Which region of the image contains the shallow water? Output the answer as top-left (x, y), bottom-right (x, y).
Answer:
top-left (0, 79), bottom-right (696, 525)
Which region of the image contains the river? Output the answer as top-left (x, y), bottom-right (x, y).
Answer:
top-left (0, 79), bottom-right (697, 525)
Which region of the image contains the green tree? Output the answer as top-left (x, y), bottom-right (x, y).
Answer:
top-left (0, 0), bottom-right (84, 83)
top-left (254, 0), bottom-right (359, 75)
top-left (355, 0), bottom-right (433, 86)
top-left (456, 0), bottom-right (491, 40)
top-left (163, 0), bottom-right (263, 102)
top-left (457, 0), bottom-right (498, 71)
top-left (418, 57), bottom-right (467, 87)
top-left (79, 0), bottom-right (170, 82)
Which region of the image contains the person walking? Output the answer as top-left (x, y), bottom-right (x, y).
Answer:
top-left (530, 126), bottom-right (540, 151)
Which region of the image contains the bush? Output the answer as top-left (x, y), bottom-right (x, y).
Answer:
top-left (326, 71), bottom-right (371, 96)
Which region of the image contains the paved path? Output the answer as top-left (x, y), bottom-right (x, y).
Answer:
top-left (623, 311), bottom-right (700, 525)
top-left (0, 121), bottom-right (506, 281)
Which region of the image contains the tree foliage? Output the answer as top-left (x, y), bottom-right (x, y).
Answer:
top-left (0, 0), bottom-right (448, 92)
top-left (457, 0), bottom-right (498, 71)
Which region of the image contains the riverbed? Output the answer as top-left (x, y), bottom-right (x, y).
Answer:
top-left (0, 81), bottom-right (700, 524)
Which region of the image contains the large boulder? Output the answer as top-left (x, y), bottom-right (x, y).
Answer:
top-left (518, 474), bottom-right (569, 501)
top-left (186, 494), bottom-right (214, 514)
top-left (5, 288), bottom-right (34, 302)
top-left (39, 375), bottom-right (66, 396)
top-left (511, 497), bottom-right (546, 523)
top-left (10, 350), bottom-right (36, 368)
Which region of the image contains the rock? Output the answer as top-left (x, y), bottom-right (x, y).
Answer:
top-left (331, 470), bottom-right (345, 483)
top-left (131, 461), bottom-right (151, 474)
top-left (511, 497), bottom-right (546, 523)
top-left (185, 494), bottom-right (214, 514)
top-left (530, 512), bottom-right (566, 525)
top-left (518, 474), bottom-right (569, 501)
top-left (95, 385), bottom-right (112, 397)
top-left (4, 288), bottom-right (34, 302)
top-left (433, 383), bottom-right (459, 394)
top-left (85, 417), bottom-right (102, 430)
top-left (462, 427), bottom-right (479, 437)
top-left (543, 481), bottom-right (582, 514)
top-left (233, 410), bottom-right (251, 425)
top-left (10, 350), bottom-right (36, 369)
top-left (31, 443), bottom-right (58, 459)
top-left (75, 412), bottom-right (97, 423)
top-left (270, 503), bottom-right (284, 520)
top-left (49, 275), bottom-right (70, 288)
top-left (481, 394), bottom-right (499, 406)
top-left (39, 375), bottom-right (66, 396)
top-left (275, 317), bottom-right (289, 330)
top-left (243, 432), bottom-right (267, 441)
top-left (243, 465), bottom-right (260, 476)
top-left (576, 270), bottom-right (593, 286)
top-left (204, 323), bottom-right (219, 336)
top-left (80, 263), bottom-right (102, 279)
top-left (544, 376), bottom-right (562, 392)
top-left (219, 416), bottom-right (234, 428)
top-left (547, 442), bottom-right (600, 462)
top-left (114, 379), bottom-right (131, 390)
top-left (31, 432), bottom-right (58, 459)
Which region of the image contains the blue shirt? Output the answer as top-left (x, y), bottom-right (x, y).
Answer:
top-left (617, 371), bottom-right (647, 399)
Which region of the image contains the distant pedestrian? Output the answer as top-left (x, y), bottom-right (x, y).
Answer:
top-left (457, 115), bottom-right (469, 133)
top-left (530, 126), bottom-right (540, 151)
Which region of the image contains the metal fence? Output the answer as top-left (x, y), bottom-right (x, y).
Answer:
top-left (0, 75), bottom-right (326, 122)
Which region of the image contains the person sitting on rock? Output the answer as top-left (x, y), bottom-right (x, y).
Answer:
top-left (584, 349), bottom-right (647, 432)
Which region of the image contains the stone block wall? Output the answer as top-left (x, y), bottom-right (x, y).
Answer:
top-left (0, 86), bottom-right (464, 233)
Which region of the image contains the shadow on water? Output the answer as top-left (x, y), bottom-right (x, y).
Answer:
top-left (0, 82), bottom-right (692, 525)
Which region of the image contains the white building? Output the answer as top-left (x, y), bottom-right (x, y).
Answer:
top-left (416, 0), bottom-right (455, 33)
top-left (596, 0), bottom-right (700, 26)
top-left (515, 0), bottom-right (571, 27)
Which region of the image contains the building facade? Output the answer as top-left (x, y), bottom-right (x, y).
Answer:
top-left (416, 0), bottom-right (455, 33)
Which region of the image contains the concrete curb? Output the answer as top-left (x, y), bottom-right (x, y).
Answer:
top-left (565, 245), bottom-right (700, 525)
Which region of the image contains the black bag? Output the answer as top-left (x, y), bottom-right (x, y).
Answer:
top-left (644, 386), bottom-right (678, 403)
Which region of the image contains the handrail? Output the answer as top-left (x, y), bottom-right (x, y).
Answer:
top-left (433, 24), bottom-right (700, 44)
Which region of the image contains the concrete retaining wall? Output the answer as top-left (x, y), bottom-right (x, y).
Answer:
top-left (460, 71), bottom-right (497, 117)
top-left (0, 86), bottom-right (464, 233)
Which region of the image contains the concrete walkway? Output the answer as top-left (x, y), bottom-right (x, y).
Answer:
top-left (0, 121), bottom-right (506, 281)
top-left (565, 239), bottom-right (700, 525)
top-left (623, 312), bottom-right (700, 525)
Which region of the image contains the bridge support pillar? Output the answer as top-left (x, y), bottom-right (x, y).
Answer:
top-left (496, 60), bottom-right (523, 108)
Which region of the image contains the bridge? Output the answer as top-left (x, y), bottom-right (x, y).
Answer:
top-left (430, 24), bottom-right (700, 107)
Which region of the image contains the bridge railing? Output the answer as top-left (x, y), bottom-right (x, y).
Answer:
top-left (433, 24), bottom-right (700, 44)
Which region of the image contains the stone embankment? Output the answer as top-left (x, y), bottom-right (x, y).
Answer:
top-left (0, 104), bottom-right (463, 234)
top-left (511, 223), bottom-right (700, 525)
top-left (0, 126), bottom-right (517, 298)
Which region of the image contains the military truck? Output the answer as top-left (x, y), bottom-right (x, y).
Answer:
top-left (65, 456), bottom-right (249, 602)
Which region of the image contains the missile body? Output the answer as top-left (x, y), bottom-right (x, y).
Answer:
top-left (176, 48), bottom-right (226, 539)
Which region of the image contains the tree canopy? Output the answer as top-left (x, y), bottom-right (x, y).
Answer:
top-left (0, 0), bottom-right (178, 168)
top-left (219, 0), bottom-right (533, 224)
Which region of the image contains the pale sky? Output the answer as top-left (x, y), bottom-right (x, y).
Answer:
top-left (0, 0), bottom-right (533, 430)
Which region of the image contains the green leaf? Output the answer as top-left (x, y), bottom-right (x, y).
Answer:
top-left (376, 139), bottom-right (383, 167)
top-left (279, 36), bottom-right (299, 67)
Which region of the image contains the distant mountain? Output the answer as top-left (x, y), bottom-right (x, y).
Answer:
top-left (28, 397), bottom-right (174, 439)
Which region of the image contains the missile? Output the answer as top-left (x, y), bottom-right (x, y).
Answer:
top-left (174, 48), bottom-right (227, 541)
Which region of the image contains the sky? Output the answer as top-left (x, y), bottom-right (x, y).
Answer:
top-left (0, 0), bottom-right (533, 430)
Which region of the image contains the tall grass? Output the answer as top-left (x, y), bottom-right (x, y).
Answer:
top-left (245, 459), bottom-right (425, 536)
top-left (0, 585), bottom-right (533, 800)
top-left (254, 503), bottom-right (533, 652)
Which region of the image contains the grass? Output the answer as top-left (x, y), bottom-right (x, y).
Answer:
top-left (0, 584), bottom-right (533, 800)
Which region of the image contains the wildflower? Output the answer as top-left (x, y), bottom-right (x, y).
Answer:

____________________

Format the lines above as a Markdown table, starting at the line that contains "Which region of the image contains the stone block" and ending at the line that contains "top-left (644, 386), bottom-right (678, 403)". Use an Index column for each line's number and a Text column for the line itself, and omit blank lines.

Reply to the task »
| Index | Text |
|---|---|
| 1 | Which region of the image contains the stone block wall? Output the answer as top-left (x, y), bottom-right (x, y). |
| 2 | Answer: |
| 3 | top-left (0, 86), bottom-right (464, 233) |
| 4 | Which region of the image contains the shadow on water? Output the answer as top-left (x, y), bottom-right (x, y). |
| 5 | Answer: |
| 6 | top-left (0, 82), bottom-right (692, 525) |
| 7 | Which region of the image contains the white building? Output the answer as top-left (x, y), bottom-right (x, y). |
| 8 | Answer: |
| 9 | top-left (416, 0), bottom-right (455, 33) |
| 10 | top-left (596, 0), bottom-right (700, 26) |
| 11 | top-left (515, 0), bottom-right (571, 27) |
| 12 | Which region of the image contains the building facade? Output the answer as top-left (x, y), bottom-right (x, y). |
| 13 | Answer: |
| 14 | top-left (416, 0), bottom-right (455, 33) |
| 15 | Which region of the image contains the concrete curb? Output the answer as top-left (x, y), bottom-right (x, y). |
| 16 | Answer: |
| 17 | top-left (565, 245), bottom-right (700, 525) |
| 18 | Which region of the image contains the black bag? Output the answer as top-left (x, y), bottom-right (x, y). |
| 19 | Answer: |
| 20 | top-left (644, 386), bottom-right (678, 403) |